◆ WORK ORDER
Please reproduce the entries in full. Keep every character the same.

◆ EXTRACTED RECORDS
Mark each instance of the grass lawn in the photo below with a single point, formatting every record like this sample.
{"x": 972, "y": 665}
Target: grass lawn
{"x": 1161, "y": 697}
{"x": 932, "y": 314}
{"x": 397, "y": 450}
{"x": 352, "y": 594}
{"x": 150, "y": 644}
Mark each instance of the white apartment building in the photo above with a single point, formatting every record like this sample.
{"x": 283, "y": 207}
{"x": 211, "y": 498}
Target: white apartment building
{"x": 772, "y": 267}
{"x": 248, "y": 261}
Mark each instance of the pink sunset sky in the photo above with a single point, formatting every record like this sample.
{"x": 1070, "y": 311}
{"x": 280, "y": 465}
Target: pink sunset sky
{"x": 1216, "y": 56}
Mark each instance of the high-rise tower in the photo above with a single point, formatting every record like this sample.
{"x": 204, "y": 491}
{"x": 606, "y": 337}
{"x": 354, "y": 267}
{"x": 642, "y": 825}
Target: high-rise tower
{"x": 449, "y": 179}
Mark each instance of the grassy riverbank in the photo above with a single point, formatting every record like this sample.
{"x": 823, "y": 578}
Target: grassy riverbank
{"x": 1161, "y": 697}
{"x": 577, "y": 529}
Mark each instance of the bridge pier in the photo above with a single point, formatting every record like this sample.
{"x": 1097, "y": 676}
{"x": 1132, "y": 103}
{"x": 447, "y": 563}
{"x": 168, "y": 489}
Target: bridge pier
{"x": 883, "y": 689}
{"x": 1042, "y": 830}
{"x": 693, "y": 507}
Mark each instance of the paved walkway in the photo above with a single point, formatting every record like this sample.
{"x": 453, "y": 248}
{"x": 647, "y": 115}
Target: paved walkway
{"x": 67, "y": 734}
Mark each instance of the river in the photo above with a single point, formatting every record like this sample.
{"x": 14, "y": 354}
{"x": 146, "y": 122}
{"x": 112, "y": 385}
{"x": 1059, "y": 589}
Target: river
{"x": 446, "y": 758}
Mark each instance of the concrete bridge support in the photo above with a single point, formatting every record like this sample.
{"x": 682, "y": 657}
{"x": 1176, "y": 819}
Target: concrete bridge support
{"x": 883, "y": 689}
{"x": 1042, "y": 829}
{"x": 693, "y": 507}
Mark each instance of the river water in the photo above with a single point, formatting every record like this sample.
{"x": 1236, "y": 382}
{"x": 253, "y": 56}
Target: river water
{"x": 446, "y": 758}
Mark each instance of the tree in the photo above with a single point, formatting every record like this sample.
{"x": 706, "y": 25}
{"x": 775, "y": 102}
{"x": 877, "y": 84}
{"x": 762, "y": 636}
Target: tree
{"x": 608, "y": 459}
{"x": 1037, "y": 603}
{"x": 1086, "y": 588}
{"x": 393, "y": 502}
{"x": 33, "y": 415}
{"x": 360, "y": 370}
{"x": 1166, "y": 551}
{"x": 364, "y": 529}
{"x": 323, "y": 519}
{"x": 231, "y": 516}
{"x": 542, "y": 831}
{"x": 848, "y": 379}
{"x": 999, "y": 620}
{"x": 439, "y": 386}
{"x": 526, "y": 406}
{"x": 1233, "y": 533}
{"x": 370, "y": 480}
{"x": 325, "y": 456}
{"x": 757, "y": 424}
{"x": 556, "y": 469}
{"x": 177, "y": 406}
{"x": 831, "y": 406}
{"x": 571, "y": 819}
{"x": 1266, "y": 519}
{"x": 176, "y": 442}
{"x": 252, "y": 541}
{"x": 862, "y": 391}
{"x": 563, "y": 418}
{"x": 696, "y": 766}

◆ WRITTEN SOLUTION
Mark each instance of the grass lawn in the photo below with a single point, formatting every record like this sample.
{"x": 972, "y": 665}
Target: grass lawn
{"x": 1161, "y": 697}
{"x": 932, "y": 314}
{"x": 397, "y": 450}
{"x": 352, "y": 594}
{"x": 150, "y": 644}
Mark each instance of the white apartment building in the photo above with a single point, formatting every record like this sample.
{"x": 283, "y": 207}
{"x": 211, "y": 498}
Target: white apartment building
{"x": 772, "y": 267}
{"x": 248, "y": 261}
Mark each instance of the pink sunset sky in the photo above with a single point, formatting every record like this sample.
{"x": 1070, "y": 311}
{"x": 280, "y": 465}
Target: pink sunset sky
{"x": 1216, "y": 56}
Mark each instance of the high-rise tower in the photo above with a single point, formatting every record like this sample.
{"x": 204, "y": 491}
{"x": 606, "y": 337}
{"x": 354, "y": 267}
{"x": 642, "y": 825}
Target: high-rise tower
{"x": 449, "y": 179}
Mark each instance of the grassy riverbank in the photo above with a single point, formatting every record like this sample.
{"x": 823, "y": 578}
Target: grassy riverbank
{"x": 1161, "y": 697}
{"x": 577, "y": 529}
Mark each instance of the bridge pier in the photo above with a single point, formatting every record like this sample.
{"x": 1097, "y": 676}
{"x": 1132, "y": 103}
{"x": 447, "y": 563}
{"x": 168, "y": 489}
Target: bridge pier
{"x": 883, "y": 689}
{"x": 1042, "y": 830}
{"x": 693, "y": 507}
Mark each instance of the paved walkway in the photo above with a single point, formatting every record like this sample.
{"x": 453, "y": 248}
{"x": 647, "y": 115}
Target: paved walkway
{"x": 67, "y": 734}
Mark each instance of the river in the photo above with a single point, formatting every record like this sample.
{"x": 14, "y": 354}
{"x": 146, "y": 122}
{"x": 112, "y": 385}
{"x": 1059, "y": 589}
Target: river
{"x": 446, "y": 758}
Mark each instance of the concrete bridge support in the photo above with a single point, formatting every record like this sample.
{"x": 682, "y": 657}
{"x": 1176, "y": 819}
Target: concrete bridge support
{"x": 883, "y": 689}
{"x": 1042, "y": 829}
{"x": 693, "y": 507}
Mark each instance of the river water in the photo above with a single point, formatting every record like this sample.
{"x": 1236, "y": 382}
{"x": 253, "y": 56}
Target: river water
{"x": 446, "y": 758}
Mark each instance of the tree in the photo above with a single point, formatting every record like this sample.
{"x": 706, "y": 25}
{"x": 775, "y": 102}
{"x": 877, "y": 84}
{"x": 762, "y": 636}
Target: tree
{"x": 608, "y": 459}
{"x": 1037, "y": 603}
{"x": 1086, "y": 588}
{"x": 393, "y": 502}
{"x": 33, "y": 415}
{"x": 360, "y": 370}
{"x": 1166, "y": 551}
{"x": 364, "y": 529}
{"x": 323, "y": 519}
{"x": 231, "y": 516}
{"x": 542, "y": 831}
{"x": 848, "y": 379}
{"x": 999, "y": 620}
{"x": 439, "y": 386}
{"x": 526, "y": 406}
{"x": 1233, "y": 533}
{"x": 370, "y": 480}
{"x": 325, "y": 456}
{"x": 757, "y": 424}
{"x": 556, "y": 469}
{"x": 177, "y": 406}
{"x": 831, "y": 406}
{"x": 571, "y": 819}
{"x": 1266, "y": 519}
{"x": 176, "y": 442}
{"x": 252, "y": 541}
{"x": 862, "y": 391}
{"x": 563, "y": 418}
{"x": 696, "y": 766}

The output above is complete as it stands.